- [Provided passage]
As suggested above, specific measures can and do have an impact in tackling the direct drivers of biodiversity loss: alien species control, responsible management of farm waste and habitat protection and restoration are some examples. However, such measures must compete with a series of powerful underlying causes of biodiversity loss. These are even more challenging to control, as they tend to involve long-term social, economic and cultural trends. Examples of underlying causes include^²³²:

Demographic change
Economic activity
Levels of international trade
Per capita consumption patterns, linked to individual wealth
Cultural and religious factors
Scientific and technological change

Indirect drivers primarily act on biodiversity by influencing the quantity of resources used by human societies. So for example population increase, combined with higher per capita consumption, will tend to increase demand for energy, water and food – each of which will contribute to direct pressures such as habitat conversion, over-exploitation of resources, nutrient pollution and climate change. Increased world trade has been a key indirect driver of the introduction of invasive alien species.
Indirect drivers can have positive as well as negative impacts on biodiversity. For example, cultural and religious factors shape society’s attitudes towards nature and influence the level of funds available for conservation. The loss of traditional knowledge can be particularly detrimental in this regard, as for many local and indigenous communities biodiversity is a central component of belief systems, worldviews and identity. Cultural changes such as the loss of indigenous languages can therefore act as indirect drivers of biodiversity loss by affecting local practices of conservation and sustainable use [See Box 20^²³³]. Equally, scientific and technological change can provide new opportunities for meeting society’s demands while minimizing the use of natural resources – but can also lead to new pressures on biodiversity and ecosystems.
Strategies for decreasing the negative impacts of indirect drivers are suggested in the final section of this synthesis. They centre on “decoupling” indirect from direct drivers of biodiversity loss, primarily by using natural resources much more efficiently; and by managing ecosystems to provide a range of services for society, rather than only maximizing individual services such as crop production or hydro-electric power.
The trends from available indicators suggest that the state of biodiversity is declining, the pressures upon it are increasing, and the benefits derived by humans from biodiversity are diminishing, but that the responses to address its loss are increasing [See Figure 17]. The overall message from these indicators is that despite the many efforts taken around the world to conserve biodiversity and use it sustainably, responses so far have not been adequate to address the scale of biodiversity loss or reduce the pressure.

Box 20: Trends in indigenous languages

Indigenous languages transmit specialized knowledge about biodiversity, the environment and about practices to manage natural resources. However, determining the status and trends of indigenous languages at the global level is complicated by the lack of standardized methodologies, the absence of shared definitions for key concepts and limited information. Where such information exists there is evidence that the extinction risk for the most endangered languages, those with few speakers, has increased. For example:

Between 1970 and 2000, 16 of 24 indigenous languages spoken by less than 1,000 people in Mexico lost speakers^²³⁴.

- [Data extract]
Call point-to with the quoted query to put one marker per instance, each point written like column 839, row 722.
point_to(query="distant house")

- [What to do]
A) Answer these from the passage on biodiversity loss, one per line:
(i) What has been a key indirect driver of the introduction of invasive alien species?
(ii) What do the suggested strategies for decreasing the negative impacts of indirect drivers center on?
(iii) Between 1970 and 2000, how many of the 24 indigenous languages spoken by fewer than 1,000 people in Mexico lost speakers?
B) Reproduce the section of the passage on biodiversity loss that begins at the words "The trends from" and stops after "reduce the pressure.".

- [Task-by-task answers]
A)
(i) Increased world trade.
(ii) "Decoupling" indirect from direct drivers of biodiversity loss.
(iii) 16.

B)
The trends from available indicators suggest that the state of biodiversity is declining, the pressures upon it are increasing, and the benefits derived by humans from biodiversity are diminishing, but that the responses to address its loss are increasing [See Figure 17]. The overall message from these indicators is that despite the many efforts taken around the world to conserve biodiversity and use it sustainably, responses so far have not been adequate to address the scale of biodiversity loss or reduce the pressure.